**The data**
________________

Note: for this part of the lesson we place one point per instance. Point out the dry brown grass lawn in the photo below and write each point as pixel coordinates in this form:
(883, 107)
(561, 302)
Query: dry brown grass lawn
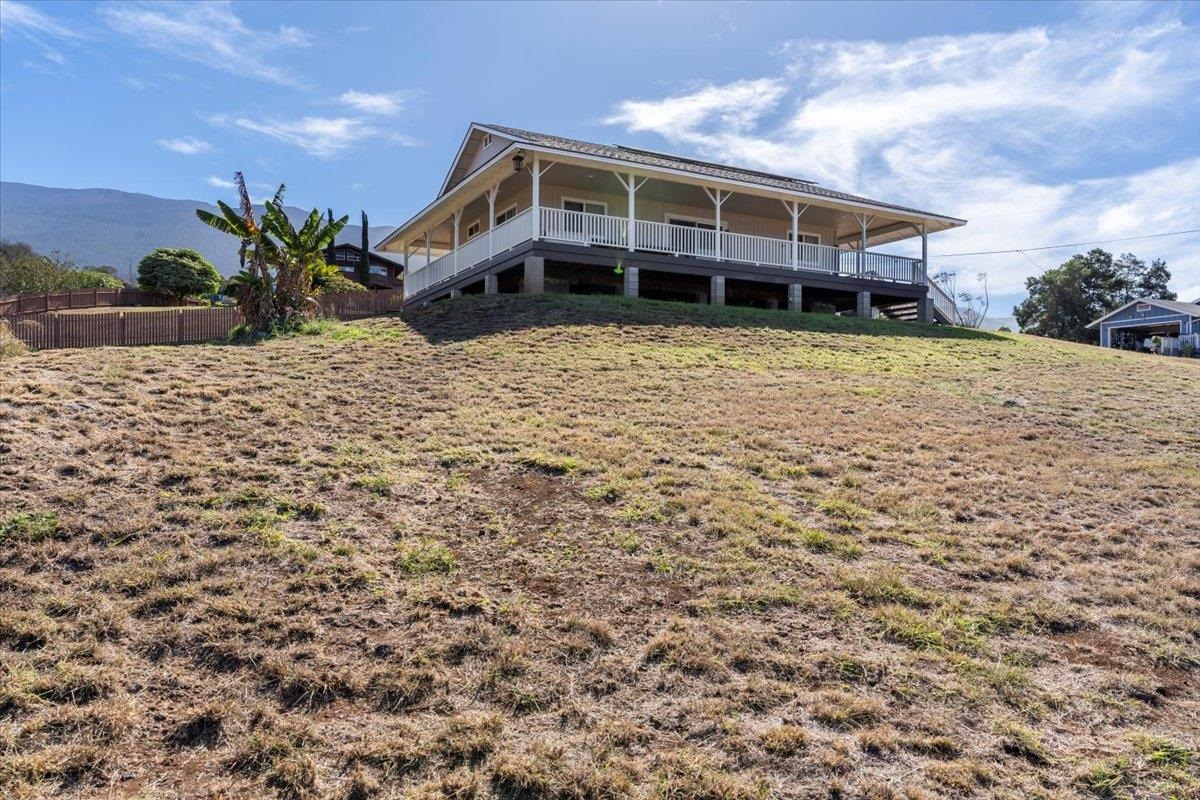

________________

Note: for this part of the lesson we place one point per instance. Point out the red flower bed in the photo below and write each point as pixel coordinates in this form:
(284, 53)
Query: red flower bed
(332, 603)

________________

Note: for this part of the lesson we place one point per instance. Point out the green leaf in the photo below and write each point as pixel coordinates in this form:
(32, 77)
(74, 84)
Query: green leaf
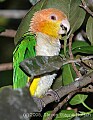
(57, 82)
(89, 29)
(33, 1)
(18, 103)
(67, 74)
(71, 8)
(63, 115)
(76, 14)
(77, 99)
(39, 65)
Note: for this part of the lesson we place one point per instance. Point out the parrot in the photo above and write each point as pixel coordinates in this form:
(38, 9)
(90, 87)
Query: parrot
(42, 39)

________________

**Instructions to follow**
Change "lawn" to "meadow" throughout the lines from the line with "out the dry" to the line with "Query: dry brown grass lawn", leaving all else unchanged, and give back only those lines.

**The completed task**
Note: for this part of the lesson we place one point per instance. Point out the dry brown grass meadow in the photo below and write each point as pixel coordinates in this form:
(883, 107)
(561, 302)
Query: dry brown grass meadow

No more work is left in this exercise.